DESCRIPTION OF THE TASK ▸
Without the pictures, copy all the entries below exactly.

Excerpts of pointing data

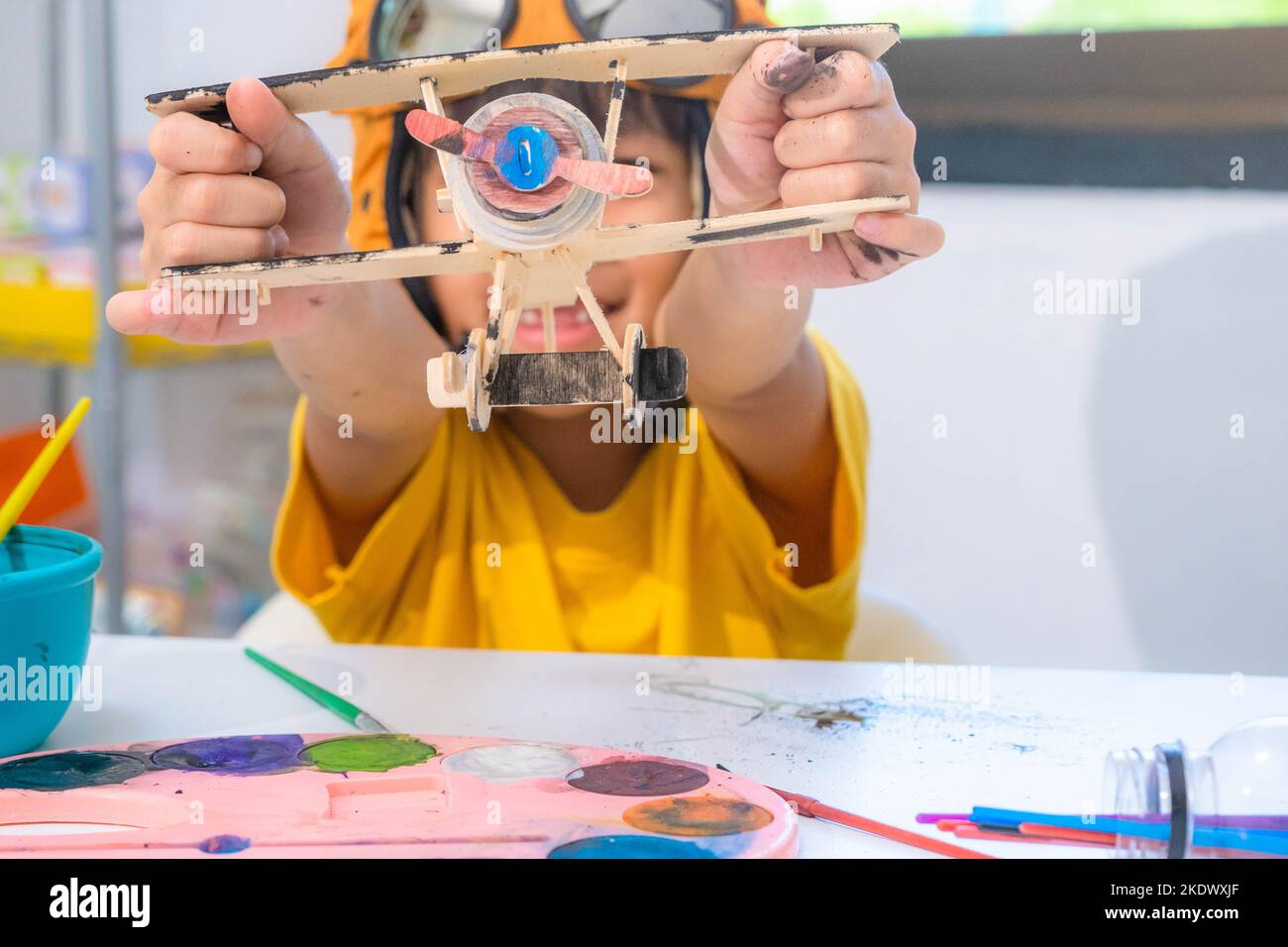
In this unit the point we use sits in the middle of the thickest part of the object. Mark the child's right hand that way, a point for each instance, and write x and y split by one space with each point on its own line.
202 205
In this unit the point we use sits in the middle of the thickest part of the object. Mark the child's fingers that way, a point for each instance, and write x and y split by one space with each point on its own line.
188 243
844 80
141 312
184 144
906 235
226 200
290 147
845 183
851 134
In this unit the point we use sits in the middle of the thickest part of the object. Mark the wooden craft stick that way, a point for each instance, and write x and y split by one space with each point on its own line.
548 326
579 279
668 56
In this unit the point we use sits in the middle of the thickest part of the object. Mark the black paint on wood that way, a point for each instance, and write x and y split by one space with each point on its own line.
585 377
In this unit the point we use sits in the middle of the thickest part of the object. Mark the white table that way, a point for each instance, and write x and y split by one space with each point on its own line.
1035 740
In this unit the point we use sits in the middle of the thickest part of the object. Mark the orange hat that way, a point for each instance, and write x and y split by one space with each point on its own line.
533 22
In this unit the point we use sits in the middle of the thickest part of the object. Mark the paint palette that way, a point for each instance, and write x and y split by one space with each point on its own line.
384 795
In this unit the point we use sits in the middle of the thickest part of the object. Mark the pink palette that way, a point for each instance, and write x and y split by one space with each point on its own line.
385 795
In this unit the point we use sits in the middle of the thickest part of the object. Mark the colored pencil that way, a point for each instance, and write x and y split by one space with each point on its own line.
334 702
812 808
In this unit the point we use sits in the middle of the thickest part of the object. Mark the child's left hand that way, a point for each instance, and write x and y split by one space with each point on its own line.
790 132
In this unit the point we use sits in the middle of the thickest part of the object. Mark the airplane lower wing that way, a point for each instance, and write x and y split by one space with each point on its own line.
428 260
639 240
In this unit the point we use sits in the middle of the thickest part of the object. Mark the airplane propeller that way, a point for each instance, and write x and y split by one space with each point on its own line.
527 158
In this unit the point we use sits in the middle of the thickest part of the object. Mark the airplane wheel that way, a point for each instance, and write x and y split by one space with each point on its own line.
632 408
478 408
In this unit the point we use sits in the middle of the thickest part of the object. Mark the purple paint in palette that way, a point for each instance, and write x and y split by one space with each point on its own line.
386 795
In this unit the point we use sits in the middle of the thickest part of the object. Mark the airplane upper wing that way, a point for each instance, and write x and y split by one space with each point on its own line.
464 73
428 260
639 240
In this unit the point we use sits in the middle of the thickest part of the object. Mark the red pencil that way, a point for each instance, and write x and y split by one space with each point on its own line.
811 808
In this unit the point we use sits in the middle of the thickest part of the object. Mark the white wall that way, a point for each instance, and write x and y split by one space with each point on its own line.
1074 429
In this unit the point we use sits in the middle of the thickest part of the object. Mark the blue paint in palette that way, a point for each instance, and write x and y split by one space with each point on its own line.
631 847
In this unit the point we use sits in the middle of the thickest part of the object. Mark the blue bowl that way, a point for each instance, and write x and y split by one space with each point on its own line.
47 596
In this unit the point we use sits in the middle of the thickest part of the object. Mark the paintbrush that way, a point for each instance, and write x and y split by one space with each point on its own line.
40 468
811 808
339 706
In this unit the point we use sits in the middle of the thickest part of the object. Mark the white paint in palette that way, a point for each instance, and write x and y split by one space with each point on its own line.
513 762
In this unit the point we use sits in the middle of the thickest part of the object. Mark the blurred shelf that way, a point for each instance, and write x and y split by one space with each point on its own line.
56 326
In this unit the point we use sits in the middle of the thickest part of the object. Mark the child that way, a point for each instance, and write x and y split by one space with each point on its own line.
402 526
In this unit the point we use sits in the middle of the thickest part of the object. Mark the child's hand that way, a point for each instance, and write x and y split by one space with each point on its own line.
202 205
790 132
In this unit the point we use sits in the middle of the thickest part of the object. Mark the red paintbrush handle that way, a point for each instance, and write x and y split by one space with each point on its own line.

FULL OUTPUT ▸
In this unit the point we use sits in the middle of the thickest part of the object. Mark the child's right hand that way, a point for each instance, and write x and y split by one space with each point on its own line.
202 205
In this unit the point we use sits in the middle of the thickest part of the object. Mark the child's fingers that way, a point for each instance, and write x and y split by one space with each point on its own line.
188 243
844 80
141 312
184 144
906 235
226 200
290 147
845 183
851 134
In this unit the point we use sits in the middle of the thickest part of the object. Mark the wooden craft stick that way, a point for each instance, and write x and y split by one space with each point on its own line.
548 326
579 279
668 56
In this unit the point we use sits in the middle of the thickest part of the object. Mark the black paint on wood that way, a point for each instance, and write x and y split by one space with each point on its own line.
585 377
In this unit the point we use sits in the middle of the thickest part of the object. Mark the white table that way, a point for each instance, and write x and y split by one space with each point on its own line.
1035 740
In this unit the point we use sits in the middle of the thickest part of the object. Mark the orange hat that way, a point for each instance, and write x and y split by one space with each point on its own line.
533 22
In this unit the point we use sits in the middle of the thickest part of the object. Mark the paint palette that way, a point for each instance, and write x and y split by one space with each point on its own line.
384 795
In this unit the point we use sits in the middle of the thickest part of the object. Mark the pink palette that way, a point for each instance, and write x and y split by one space with each point on its own line.
385 795
In this unit the point we use sits in the middle of the thickest part of the object. Mark the colored pencil that way, a point for each instance, and write x and y split by one space with each point on its own line.
334 702
812 808
In this unit the point we use sits in the middle of the thickest part of the object. Mark the child's left hand that way, a point for each instance, and write x and y split by one space with each point on its own line.
790 132
In this unit the point we use sits in the middle of the thickest part of the object. Mark the airplane lower wing that way, a point for each instance, and write x and y split by one space with each point on its own line.
428 260
639 240
In this unit the point we use sits in the middle of the thickest part of the object. Mark the airplane propeller that way, a point for each instance, and write x and y split by one space with each point on its own line.
527 158
In this unit the point we use sits in the middle of the thickest part of the object. Mark the airplane wheel that way, a point for each instance, and write x and y split by one space with each point on its own line.
632 408
478 408
In this unit the point we use sits in the middle of the thickest part of the object. Mark the purple paint in palette that way, a point for each instance, and write x and y split by one space with each point on its own line.
386 795
In this unit the point we use sits in the middle of the thickest part of the object. Mark the airplane upper wing that way, a point for each instance, and write x and y split by one space with each point on its own line.
464 73
428 260
639 240
In this unit the point we use sits in the middle of the thickest part of the object. Mark the red pencil that way, a point for each instance, and write x and y split by one space with each point on its own line.
811 808
In this unit the point we use sits in the middle of the thickest part of the object. Mark the white wall that way, a point for each instance, and write x and y split by one space with each point on its own line.
1074 429
In this unit the point we use sits in the middle of the thickest part of the object. Mark the blue paint in palette that way, a point for each instance, and write x and y split by one space with each point on its own line.
631 847
In this unit the point we use sits in the middle of the thickest part of the object. Mark the blue bowl that way, a point for each instance, and write x and y split by one space with each point on its own line.
47 596
In this unit the point we use sits in the middle of the thickest part of the object. Mark the paintbrush that way, a point for each instance, and write x and y split by one space with each point on its own line.
40 468
811 808
339 706
In this unit the point we use sits in the middle of the thickest part of the object. Mark the white paint in palette that way, a point for each instance, and write x and y split by one space with each point on its own line.
513 762
In this unit the point we use sits in the middle of the thickest part of the object. Mark the blurred shelf that way, a point for each instance, and write x and y split by one space with each point on its own line.
56 326
In this unit the point we use sits in the middle of the thickest part of the object. Mark the child that way, a point for each instance, and write x and y split by one space with each point on its own line.
402 526
In this unit the point we use sits in the middle of the thickest part of the object. Mark the child's hand that way, a point for each instance, and write x and y split by one space with each point on its own line.
202 205
790 132
In this unit the point we use sits in the middle of the thickest part of the object. Mark the red paintbrush handle that way, a point for each instance, and write x and y split by one space with each point on its own line.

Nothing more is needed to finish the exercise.